Segment Open
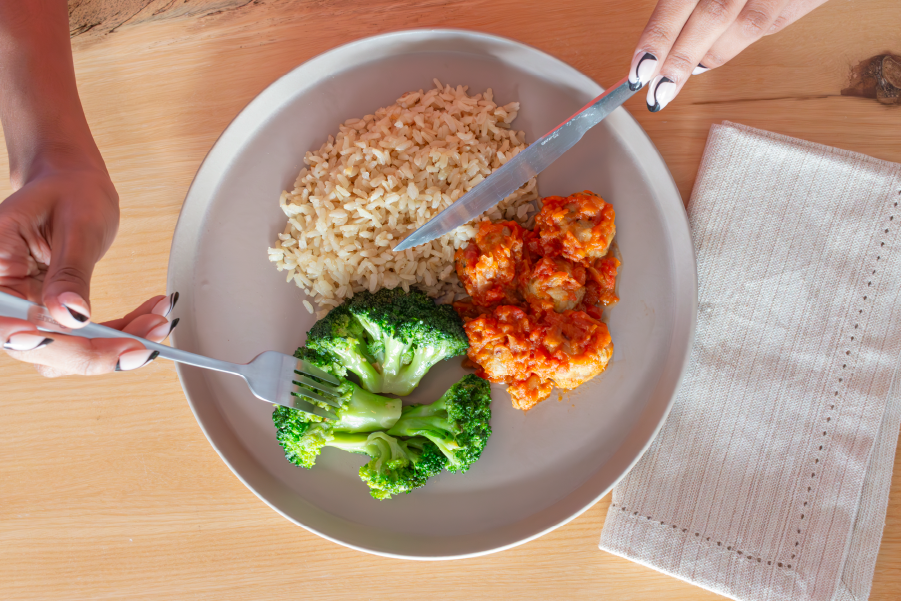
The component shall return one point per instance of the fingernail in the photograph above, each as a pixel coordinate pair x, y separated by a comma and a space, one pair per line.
700, 69
643, 66
162, 331
76, 305
135, 359
164, 306
26, 342
660, 92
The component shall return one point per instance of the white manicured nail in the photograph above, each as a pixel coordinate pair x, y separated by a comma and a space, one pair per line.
162, 331
164, 306
76, 305
26, 342
643, 66
660, 92
135, 359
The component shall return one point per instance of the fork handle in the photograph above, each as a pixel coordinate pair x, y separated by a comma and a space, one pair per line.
18, 308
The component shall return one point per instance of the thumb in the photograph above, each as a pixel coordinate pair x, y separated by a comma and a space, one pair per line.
67, 285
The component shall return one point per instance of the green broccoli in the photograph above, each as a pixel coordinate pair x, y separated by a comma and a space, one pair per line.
457, 422
396, 466
341, 338
302, 435
399, 466
408, 334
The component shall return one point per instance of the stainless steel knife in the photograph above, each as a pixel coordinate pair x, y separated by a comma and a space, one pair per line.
521, 168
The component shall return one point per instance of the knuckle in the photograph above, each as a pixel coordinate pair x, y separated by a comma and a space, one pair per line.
777, 25
718, 11
713, 60
658, 36
678, 64
754, 22
71, 274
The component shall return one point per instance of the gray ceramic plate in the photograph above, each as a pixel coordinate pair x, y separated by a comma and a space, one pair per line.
541, 468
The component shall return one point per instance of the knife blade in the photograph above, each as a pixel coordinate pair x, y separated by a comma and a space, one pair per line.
521, 168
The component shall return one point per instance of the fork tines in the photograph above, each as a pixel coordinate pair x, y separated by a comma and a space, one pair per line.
321, 387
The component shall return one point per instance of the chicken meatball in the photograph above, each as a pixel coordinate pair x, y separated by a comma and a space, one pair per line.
554, 284
487, 266
578, 227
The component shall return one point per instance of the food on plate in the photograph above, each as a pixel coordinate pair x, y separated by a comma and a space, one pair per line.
533, 351
554, 284
600, 289
303, 435
580, 227
405, 448
538, 324
399, 466
383, 176
488, 264
457, 423
389, 339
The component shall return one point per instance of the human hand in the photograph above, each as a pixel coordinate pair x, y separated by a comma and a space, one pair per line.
690, 37
52, 232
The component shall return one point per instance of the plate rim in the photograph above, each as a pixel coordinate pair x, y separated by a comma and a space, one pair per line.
663, 182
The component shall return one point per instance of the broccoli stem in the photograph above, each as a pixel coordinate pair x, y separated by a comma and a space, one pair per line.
407, 378
393, 362
367, 412
358, 364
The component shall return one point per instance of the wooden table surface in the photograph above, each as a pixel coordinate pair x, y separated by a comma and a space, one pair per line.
108, 488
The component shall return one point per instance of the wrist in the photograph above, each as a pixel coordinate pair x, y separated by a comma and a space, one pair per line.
53, 155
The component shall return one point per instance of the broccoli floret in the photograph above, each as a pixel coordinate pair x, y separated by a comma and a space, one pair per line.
303, 435
408, 334
457, 423
341, 336
399, 466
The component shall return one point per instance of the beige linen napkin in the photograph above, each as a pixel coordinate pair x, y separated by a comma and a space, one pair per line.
770, 478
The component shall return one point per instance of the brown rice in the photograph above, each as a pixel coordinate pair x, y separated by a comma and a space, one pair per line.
381, 178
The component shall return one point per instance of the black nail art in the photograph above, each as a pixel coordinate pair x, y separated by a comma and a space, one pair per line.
657, 106
153, 356
43, 343
638, 85
76, 315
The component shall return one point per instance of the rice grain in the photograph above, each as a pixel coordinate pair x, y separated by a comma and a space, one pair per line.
382, 177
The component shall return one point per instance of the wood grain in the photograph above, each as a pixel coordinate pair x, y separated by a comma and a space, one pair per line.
108, 488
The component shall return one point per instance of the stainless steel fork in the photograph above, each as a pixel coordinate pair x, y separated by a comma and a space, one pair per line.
273, 377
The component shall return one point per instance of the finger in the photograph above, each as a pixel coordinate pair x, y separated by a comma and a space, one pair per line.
792, 12
77, 246
752, 23
20, 335
145, 308
657, 38
72, 355
707, 23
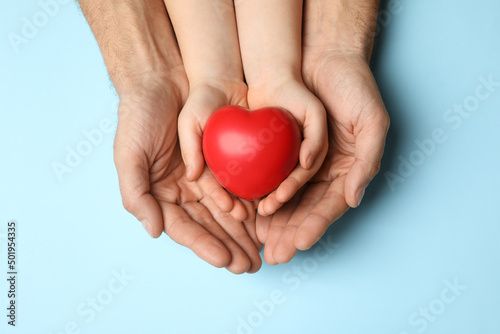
Segment Closed
## Try it
Repeat all of the data above word for word, minus the pictures.

## Answer box
The component shall return one point per instance of the fingernail in the photograph above, each as a pixel coordinate pair x, y separated by a comma and a space, one pair per line.
700, 69
643, 66
162, 331
76, 305
135, 359
164, 306
26, 342
660, 92
The component shall return one point per instance of the white manicured nail in the photograph above, each as a pixel coordinate pair x, y separated by a comma and a space, one pair per line.
162, 331
164, 306
76, 305
26, 342
643, 66
660, 92
135, 359
The component shall return one point per instance of the fork handle in the photograph above, each as a pixel coordinate pair x, y separated by a comma and a space, one pair per line.
18, 308
The component shall return one point per instance of the thumb in the photograph above, each as a pixel coordinate pair x, y separated by a comma and a space, one pair per line.
67, 285
The component shall return one point per instance of the green broccoli in the photograph above, each as a pixel coordinate pair x, y separated by a comma and a space, one pair per line.
457, 422
396, 466
341, 338
302, 435
399, 466
408, 334
The component shall return one point per instance of the stainless steel knife in the photograph above, each as a pixel coordinate pair x, y separated by a comma and a space, one pair per line.
521, 168
The component shall return one point per instance of the knuckle in the photograph above, each as a pixel coordinate pair x, y separated by a comma and a space, one pair per line.
777, 25
718, 11
713, 60
658, 36
678, 64
754, 22
71, 274
The component shall return one point per instance of the gray ceramic plate in the photograph above, each as a pixel coordinate pair x, y separated by a comma and a space, one pair per line.
541, 468
The component shall return one point per instance of the knife blade in the photograph above, each as a pixel coordinate pair x, y separated by a comma and a space, one pair per line.
521, 168
The component shall return one point per instance of the fork tines in the photograph above, each as a pixel coordinate pair x, y separated by a comma and a space, one pair per line.
321, 387
The component shall return one point per instance of the chicken meatball in the photograph above, each as a pixel coordinate pair x, y separated by a comma and a space, one pair per line.
554, 284
487, 266
578, 227
The component shall return one point per instance of the food on plate in the photograph above, each as a pixel coordinate pair x, y separated by a comma and a space, one pair per line.
533, 351
554, 284
600, 289
303, 435
580, 227
405, 448
538, 324
399, 466
383, 176
488, 264
457, 423
389, 339
The component shall return one point per instance of the human hand in the photograph above, each as a pixel coordinate pair x, y separated by a comma and a space, one pair per line.
690, 37
52, 232
The component shall return one point per instance of the plate rim in the photograph above, each as a pixel coordinate pair x, y separated by a comma and a space, one pair per line.
663, 182
The component shall return one point per instance of the broccoli stem in the photograph above, each as a pixel coordinate pair x, y separated by a comma and a space, one pair per line.
407, 378
393, 362
367, 412
358, 364
The component shall return one point per instance of the wooden table surface in the photograph above, each as a pixel coordinate pair x, y separated by a comma and a space, one pair per line.
108, 488
The component shall return one point per instance of the wrist in the photograph above, each as a pixel coordinate pair x, y separated by a comma and a space, one pair per line.
53, 155
The component shall return one point per instance of the broccoli floret in the photograph above, each as a pixel coordinate pair x, y separated by a comma and a space, one pair per line.
303, 435
408, 334
457, 423
341, 336
399, 466
The component shall return one point per instance of the beige linen napkin in the photograph above, each as a pixel coordinate pair x, y separated by a comma and a space, one pair per line.
770, 478
The component shall return one point per instance of the brown rice in the photograph above, each as a pixel coordinate pair x, y separated by a comma and a space, one pair per line.
381, 178
The component shall return one point per instance of the black nail art in the photograph above, each as a pixel coordinate pair x, y separated by a comma and a space, one pair per line.
657, 106
153, 356
43, 343
638, 85
76, 315
The component shall return one point per instance of the rice grain in the photograph above, each as a pixel coordinate pair x, y separated by a comma and a space, one pair per line.
382, 177
The component shall return one point per instance of the wood grain in the photograph above, each as a pixel coordinate pair x, y separated by a comma and a space, one pair per line.
108, 488
The component shall return one point per instance of the stainless steel fork in the photograph above, each as a pixel coordinate pair x, y separated by a comma and a space, one pair per line.
273, 377
The component shall return one point per instance of the finger in the photograph above, each as a pixel coordinate pair x, y separated by a comma and a space, one pair per line.
792, 12
77, 246
752, 23
20, 335
145, 308
657, 38
72, 355
707, 23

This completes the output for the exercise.